*SELECTED TEXT*.


   Another Greek philosopher, Democritus, thought differently about experiences like those. Democritus had figured out that things in the world are composed of minute, indivisible particles—atoms—that are too small to be seen. Democritus wrote that the experiences of people who recovered from apparent death were caused by residual biological activity in the body. He said that there is no such thing as a moment of death; dying is a process.

   The debate about near-death experiences has not progressed much since then. Some claim that near-death experiences are evidence of life after death. Others claim that the experiences result from oxygen deprivation to the brain. This book explodes that old framework of debate by setting out an entirely new way of thinking. Specifically, this book solves the primary problem that previously prevented real advances toward answering the question of life after death.

   David Hume (1711–1776) was a renowned philosopher who refined our concepts of causation and inductive reasoning. His famous skeptical works helped shape what we know as the scientific mind. In an incisive analysis, Hume pinpointed the real problem of inquiring into the afterlife. Hume said,

   By the mere light of reason it seems difficult to prove the Immortality of the Soul…Some new species of logic is requisite for that purpose, and some new faculties of the mind that they may enable us to comprehend that logic.1

   Hume was right. In reality, we can’t solve the afterlife problem with the logic we have and the mind we have. The logic you are using right now as you read this is based on literal meaning. In that logic, “There is life after death” is a self-contradiction. After all, “death” just means “the final, irreversible cessation of life.” Hence, saying that “there is life after the final, irreversible cessation of life” is just meaningless.

*TASKS FOR THIS EXERCISE*.
[1] Return everything in the passage on the afterlife from "Another Greek philosopher, Democritus, thought" down to "is a process.".
[2] Answer these questions using the passage on the afterlife:
(a) What did Democritus say caused the experiences of people who recovered from apparent death?
(b) What years of birth and death are given for David Hume?
(c) What definition of "death" does the passage give?
The lines that come next are not needed.

*DATA SUPPLIED*.
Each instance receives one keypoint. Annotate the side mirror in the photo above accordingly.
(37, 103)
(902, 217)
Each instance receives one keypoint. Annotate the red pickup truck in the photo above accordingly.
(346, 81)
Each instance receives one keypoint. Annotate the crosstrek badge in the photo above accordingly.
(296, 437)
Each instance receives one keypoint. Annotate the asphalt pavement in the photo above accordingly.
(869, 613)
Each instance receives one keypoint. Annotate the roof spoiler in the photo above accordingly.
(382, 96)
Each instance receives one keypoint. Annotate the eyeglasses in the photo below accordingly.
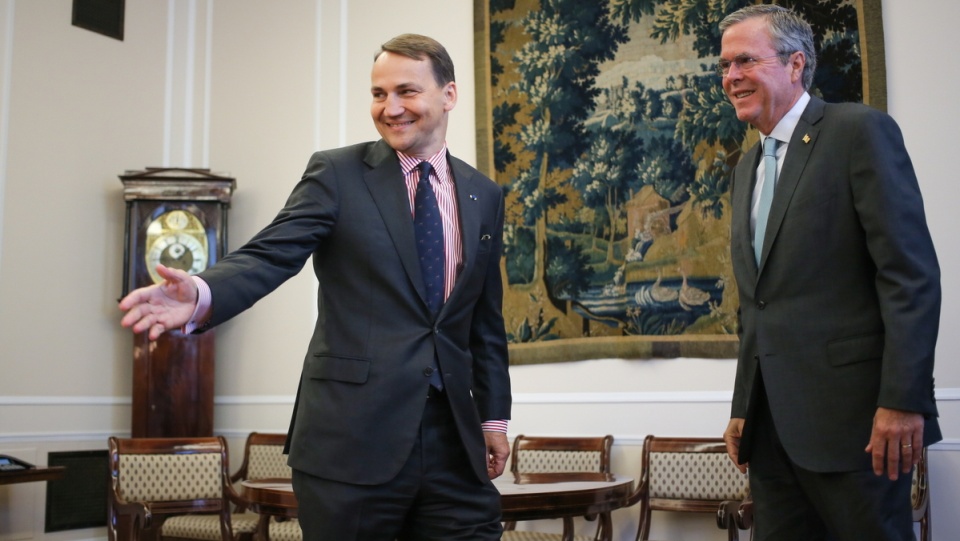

*SOLUTIONS*.
[1]
Another Greek philosopher, Democritus, thought differently about experiences like those. Democritus had figured out that things in the world are composed of minute, indivisible particles—atoms—that are too small to be seen. Democritus wrote that the experiences of people who recovered from apparent death were caused by residual biological activity in the body. He said that there is no such thing as a moment of death; dying is a process.

[2]
(a) Residual biological activity in the body.
(b) 1711–1776.
(c) The final, irreversible cessation of life.